# [Text shown]
++++++++
Garbage collection analysis requires understanding allocation patterns and object lifecycle. Profilers can exclude or highlight garbage collection overhead, showing time spent in mark and sweep phases.

# Monitor GC impact during profiling
GC.stat # => {:count=>15, :heap_allocated_pages=>45, ...}

profile = StackProf.run(mode: :wall, ignore_gc: false) do
  large_dataset = Array.new(100000) { |i| "data_#{i}" * 50 }
  large_dataset.map(&:upcase).select { |s| s.include?('5') }
end

# GC statistics appear in profile output
# Shows percentage of time spent in garbage collection

Production Patterns

Production profiling requires minimal performance impact and safe data collection. External profilers like rbspy attach to running processes without code modification, making them suitable for production investigation. Sampling profilers balance measurement accuracy with application stability.

# Safe production profiling approach
class ApplicationProfiler
  def self.profile_action(controller, action)
    return yield unless should_profile?
    
    profile_data = StackProf.run(
      mode: :wall,
      interval: 100,  # Reduced sampling frequency
      raw: true
    ) { yield }
    
    store_profile_data(controller, action, profile_data)
  rescue => e
    Rails.logger.error "Profiling error: #{e.message}"
    yield  # Continue execution if profiling fails
  end

  private

  def self.should_profile?
    rand < Rails.application.config.profiling_sample_rate
  end

  def self.store_profile_data(controller, action, data)
    # Async storage to avoid blocking request
    ProfileStorageJob.perform_later(
      controller: controller,
      action: action,
      profile: data,
      timestamp: Time.current
    )
  end
end

# Controller integration
class ApplicationController < ActionController::Base
  around_action :profile_requests

  private

  def profile_requests
    ApplicationProfiler.profile_action(
      controller_name, 
      action_name
    ) { yield }
  end
end

Application Performance Monitoring (APM) tools provide continuous profiling with minimal configuration. These tools automatically instrument applications and collect performance metrics without manual profiling code.

# APM tool configuration
# Gemfile
group :production do
  gem 'skylight'  # or 'newrelic_rpm', 'appsignal'
end

# config/application.rb
config.skylight.environments = ['production']
config.skylight.probes += ['redis', 'mongo']

# Automatic instrumentation tracks:
# - HTTP request performance
# - Database query analysis  
# - Background job monitoring
# - Custom instrumentation points

Conditional profiling enables targeted performance investigation without affecting all requests. Profile collection based on request parameters, user segments, or performance thresholds minimizes overhead.

# Conditional profiling strategies
class ConditionalProfiler
  def self.profile_if_slow(threshold_ms = 1000)
++++++++
# [Provided material]
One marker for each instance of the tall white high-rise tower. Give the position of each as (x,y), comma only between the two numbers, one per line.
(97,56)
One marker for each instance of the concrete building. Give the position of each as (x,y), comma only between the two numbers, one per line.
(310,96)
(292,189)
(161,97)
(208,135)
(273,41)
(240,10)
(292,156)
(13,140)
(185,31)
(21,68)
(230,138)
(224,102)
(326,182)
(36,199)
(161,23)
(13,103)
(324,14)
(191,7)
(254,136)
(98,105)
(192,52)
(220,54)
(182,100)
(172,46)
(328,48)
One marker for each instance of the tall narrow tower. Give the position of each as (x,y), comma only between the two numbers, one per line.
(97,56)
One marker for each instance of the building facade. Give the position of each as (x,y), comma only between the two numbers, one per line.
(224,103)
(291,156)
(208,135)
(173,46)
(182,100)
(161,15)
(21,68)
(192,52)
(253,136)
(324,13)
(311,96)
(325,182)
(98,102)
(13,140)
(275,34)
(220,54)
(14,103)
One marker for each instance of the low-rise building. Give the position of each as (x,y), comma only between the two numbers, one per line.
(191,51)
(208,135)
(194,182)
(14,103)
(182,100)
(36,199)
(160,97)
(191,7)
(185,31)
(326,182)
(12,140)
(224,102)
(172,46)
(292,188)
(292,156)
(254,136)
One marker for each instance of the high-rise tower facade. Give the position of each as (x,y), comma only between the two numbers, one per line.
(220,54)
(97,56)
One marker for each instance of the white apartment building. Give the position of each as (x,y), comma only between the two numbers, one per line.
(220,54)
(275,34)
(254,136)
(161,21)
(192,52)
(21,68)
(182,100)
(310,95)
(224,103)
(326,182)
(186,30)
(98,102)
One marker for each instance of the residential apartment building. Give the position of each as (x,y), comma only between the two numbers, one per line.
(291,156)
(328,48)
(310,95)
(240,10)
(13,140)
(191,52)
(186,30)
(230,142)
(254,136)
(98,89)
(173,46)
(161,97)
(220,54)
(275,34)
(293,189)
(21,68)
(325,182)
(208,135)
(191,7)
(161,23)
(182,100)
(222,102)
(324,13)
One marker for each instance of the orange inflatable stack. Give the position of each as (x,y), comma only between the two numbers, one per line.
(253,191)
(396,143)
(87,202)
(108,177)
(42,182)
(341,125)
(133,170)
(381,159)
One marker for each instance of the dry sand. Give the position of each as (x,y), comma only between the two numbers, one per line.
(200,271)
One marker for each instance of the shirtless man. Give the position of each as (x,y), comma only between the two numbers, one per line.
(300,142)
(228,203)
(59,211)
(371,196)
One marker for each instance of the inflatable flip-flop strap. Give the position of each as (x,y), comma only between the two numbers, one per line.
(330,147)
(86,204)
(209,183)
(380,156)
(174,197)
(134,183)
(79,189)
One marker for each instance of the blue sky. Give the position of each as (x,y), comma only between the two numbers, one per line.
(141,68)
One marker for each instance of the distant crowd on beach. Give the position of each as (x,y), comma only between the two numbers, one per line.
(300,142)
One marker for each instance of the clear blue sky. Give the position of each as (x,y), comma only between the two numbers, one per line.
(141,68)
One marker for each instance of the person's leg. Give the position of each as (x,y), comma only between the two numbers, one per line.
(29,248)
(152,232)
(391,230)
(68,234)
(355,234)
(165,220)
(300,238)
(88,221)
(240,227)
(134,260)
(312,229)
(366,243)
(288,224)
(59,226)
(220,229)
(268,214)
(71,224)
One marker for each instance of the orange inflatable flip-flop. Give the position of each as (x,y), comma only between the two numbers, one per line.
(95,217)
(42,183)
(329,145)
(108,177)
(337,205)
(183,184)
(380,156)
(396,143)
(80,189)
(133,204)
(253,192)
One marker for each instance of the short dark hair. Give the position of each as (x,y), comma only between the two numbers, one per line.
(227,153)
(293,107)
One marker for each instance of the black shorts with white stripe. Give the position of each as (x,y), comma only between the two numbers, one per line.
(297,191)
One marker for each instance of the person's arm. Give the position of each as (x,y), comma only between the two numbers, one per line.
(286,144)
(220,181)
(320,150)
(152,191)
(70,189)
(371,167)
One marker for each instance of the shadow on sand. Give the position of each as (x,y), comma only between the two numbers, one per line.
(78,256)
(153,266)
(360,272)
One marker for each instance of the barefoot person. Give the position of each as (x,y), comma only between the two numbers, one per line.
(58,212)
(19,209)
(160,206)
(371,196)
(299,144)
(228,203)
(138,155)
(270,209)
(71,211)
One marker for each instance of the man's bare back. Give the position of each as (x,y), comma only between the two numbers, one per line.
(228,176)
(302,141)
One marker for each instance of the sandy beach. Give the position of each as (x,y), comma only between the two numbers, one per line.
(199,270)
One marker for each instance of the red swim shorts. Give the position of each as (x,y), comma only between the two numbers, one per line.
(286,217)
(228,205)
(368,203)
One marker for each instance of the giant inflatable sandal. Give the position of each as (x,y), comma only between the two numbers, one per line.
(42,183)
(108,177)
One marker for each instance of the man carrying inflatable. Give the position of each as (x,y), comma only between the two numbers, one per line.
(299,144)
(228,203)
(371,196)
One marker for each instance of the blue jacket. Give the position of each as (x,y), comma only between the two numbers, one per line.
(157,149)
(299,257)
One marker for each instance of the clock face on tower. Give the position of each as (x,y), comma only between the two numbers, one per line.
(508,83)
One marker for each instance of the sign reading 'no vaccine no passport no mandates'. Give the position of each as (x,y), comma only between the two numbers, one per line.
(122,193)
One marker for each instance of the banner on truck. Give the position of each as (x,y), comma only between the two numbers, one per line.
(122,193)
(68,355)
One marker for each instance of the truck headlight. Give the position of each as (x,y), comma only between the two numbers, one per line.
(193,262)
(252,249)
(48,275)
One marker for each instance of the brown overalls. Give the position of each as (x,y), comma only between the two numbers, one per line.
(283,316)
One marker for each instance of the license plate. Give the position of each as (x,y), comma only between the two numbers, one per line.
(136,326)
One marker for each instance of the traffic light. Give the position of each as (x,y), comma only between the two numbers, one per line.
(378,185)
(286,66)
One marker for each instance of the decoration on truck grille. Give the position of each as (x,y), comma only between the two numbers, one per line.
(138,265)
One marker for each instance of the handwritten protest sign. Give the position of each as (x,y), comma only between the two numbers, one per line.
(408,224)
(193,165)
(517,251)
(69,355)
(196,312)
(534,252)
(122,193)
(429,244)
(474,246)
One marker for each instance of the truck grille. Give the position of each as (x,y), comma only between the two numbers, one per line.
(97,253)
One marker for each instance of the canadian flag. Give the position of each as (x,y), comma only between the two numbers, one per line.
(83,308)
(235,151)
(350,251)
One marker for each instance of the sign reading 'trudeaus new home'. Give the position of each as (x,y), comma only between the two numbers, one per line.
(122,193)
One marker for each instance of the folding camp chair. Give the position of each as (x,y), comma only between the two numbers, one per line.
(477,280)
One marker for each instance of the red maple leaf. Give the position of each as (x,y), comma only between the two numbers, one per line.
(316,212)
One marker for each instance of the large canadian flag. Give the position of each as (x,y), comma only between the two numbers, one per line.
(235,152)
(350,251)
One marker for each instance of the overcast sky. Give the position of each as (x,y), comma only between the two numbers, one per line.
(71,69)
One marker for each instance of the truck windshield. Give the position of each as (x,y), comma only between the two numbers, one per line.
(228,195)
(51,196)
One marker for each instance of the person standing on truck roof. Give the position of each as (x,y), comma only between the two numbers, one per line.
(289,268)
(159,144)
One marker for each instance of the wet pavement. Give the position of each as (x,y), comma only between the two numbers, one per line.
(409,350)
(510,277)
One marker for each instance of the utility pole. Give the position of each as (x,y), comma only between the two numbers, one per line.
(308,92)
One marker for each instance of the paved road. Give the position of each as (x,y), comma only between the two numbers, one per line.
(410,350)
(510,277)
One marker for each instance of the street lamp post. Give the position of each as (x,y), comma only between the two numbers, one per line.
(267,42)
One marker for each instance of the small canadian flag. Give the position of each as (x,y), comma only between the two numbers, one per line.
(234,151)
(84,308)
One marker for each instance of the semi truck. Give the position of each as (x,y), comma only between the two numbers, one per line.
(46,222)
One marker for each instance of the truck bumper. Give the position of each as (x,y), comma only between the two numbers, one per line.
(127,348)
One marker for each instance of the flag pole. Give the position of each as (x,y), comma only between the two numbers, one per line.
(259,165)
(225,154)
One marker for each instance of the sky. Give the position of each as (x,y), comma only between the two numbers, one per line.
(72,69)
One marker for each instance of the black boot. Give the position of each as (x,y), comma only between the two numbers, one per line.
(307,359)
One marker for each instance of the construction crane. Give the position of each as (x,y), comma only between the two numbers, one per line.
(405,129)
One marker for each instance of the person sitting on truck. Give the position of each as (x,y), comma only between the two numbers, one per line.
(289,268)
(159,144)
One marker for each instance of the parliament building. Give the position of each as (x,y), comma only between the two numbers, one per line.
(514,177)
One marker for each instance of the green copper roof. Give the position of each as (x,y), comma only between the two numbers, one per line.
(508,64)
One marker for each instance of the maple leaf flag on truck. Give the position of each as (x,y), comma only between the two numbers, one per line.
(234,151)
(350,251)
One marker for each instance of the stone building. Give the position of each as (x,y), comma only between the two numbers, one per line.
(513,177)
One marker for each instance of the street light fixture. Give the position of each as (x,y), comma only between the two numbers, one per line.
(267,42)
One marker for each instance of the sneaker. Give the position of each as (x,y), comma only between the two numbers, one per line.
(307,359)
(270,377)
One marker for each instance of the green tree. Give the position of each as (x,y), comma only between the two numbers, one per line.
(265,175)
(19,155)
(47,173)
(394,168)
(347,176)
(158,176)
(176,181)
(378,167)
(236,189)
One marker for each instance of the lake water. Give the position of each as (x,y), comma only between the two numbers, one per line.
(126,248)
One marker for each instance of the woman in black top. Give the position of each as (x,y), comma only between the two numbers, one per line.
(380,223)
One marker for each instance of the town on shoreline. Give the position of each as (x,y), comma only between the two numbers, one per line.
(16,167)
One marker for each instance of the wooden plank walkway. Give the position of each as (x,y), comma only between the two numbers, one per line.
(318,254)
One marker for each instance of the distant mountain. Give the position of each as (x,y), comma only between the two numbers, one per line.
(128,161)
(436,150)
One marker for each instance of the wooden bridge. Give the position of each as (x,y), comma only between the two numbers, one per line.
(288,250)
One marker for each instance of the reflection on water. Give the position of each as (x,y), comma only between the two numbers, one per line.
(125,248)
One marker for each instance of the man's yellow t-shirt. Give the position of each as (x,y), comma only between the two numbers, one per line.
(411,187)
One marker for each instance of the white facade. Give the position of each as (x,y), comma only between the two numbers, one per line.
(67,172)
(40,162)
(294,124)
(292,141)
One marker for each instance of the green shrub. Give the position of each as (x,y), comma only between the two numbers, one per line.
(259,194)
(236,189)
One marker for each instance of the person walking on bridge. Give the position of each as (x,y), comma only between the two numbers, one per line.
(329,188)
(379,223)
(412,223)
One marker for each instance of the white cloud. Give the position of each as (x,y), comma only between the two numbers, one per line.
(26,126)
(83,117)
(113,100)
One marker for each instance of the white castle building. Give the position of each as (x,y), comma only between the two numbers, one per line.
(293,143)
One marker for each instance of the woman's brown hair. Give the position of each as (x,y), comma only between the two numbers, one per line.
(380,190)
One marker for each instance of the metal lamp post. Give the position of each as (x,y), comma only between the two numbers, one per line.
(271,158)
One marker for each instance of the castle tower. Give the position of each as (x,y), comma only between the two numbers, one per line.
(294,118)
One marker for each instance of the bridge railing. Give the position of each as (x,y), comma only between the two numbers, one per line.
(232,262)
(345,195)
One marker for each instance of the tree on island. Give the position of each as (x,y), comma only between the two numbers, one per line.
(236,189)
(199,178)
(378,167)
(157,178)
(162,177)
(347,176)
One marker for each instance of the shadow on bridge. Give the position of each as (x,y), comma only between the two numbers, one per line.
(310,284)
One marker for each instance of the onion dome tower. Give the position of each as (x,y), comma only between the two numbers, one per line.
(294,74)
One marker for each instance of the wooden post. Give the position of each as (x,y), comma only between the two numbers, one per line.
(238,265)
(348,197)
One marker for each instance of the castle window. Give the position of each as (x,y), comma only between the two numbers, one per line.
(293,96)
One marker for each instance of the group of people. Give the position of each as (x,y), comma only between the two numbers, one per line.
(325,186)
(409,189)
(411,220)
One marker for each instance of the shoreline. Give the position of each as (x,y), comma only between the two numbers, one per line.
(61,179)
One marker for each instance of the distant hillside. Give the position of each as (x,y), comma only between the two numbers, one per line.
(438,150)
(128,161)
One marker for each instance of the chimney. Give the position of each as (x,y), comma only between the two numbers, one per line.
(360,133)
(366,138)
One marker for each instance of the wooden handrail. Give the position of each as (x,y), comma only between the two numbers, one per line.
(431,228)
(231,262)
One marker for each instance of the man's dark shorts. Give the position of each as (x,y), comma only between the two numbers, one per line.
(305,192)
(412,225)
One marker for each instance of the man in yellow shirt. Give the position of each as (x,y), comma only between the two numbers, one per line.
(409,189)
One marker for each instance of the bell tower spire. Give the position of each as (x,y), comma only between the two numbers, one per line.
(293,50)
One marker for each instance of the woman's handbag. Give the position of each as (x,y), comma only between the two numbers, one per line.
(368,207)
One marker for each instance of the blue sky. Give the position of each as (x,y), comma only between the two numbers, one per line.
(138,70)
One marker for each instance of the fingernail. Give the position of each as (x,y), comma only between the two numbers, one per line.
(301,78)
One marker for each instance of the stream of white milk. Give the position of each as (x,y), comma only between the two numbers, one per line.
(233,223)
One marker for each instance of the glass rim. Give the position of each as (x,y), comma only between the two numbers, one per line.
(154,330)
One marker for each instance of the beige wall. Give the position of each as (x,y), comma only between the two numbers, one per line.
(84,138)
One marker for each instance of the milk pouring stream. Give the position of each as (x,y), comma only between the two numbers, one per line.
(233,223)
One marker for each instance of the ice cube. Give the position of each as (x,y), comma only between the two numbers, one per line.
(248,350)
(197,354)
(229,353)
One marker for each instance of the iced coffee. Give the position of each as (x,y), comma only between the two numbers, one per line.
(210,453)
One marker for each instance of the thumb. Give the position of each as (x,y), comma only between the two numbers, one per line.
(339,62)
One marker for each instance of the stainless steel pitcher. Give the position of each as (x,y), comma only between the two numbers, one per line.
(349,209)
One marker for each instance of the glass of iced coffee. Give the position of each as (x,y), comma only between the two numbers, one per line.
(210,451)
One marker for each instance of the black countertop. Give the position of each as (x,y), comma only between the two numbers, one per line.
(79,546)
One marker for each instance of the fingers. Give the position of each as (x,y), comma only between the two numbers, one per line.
++++++++
# [Parts of the exercise]
1) According to the profiling text, why does the store_profile_data method hand the profile to ProfileStorageJob with perform_later?
2) Repeat the part of the profiling text that begins at the words "Production profiling requires" and ends after the words "yield unless should_profile?".
3) List every item that the profiling text says automatic instrumentation tracks under the APM tool configuration.

# [Responses to the tasks]
1) It stores the profile data asynchronously so that saving it does not block the request.

2)
Production profiling requires minimal performance impact and safe data collection. External profilers like rbspy attach to running processes without code modification, making them suitable for production investigation. Sampling profilers balance measurement accuracy with application stability.

# Safe production profiling approach
class ApplicationProfiler
  def self.profile_action(controller, action)
    return yield unless should_profile?

3)
- HTTP request performance
- Database query analysis
- Background job monitoring
- Custom instrumentation points